**Assigned task:**
Answer these questions about the forum thread:
1. What diameter of titanium wire does John Chan say he has seen available on the web?
2. How much did Jay Ham pay for the titanium he bought off eBay, including shipping?
3. Which alloy does Jay Ham say he would buy?

**Text passage:**
• • • •
Locale: Greater Yellowstone
Make Your Own Gear: The “Z-Stand” Pot Support for Alcohol Stoves on 08/30/2005 20:36:16 MDT Print View

Companion forum thread to:

Make Your Own Gear: The “Z-Stand” Pot Support for Alcohol Stoves

John Chan
(ouroboros)
titanium wire on 09/01/2005 13:45:30 MDT Print View

Hi Jay,

Where do you source your titanium wire? I've seen 2 mm diammeter relatively pure titanium available on the web... but for research purposes only.

Are you using 6Al4V or 3Al2.5V alloy?

thanks,

Jay Ham
(jham) - F - M

Locale: Southwest
Titanium wire (or rod) on 09/01/2005 14:19:31 MDT Print View

I bought a whole bunch of jewelry grade titanium off ebay for about $20, including shipping (which made a couple of z-stands and 12 titanium stakes). If you can't score an ebay deal, there are several distributers who sell titanium rod. As the article indicates, BPL hopes to have some for sell this fall. I would buy 6Al4V, because I am more familiar with this material from cycling. I don't know how different 3Al2.5V is from 6Al4V. Any metallurgists out there?
• • • •
(Natural-language object grounding data)

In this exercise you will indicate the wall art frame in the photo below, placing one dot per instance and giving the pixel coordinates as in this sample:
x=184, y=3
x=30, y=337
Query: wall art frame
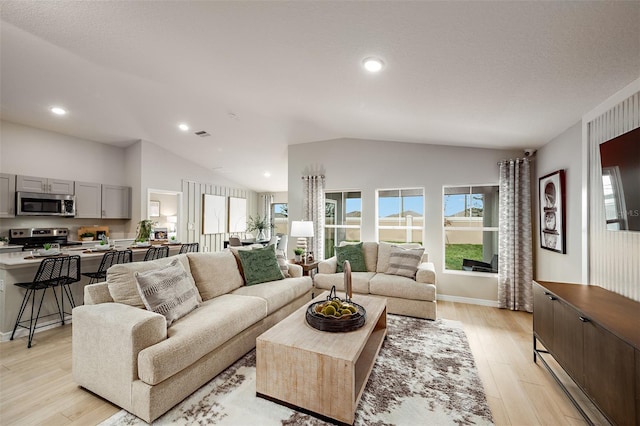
x=214, y=214
x=551, y=191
• • • •
**Expected output:**
1. 2 mm
2. About $20
3. 6Al4V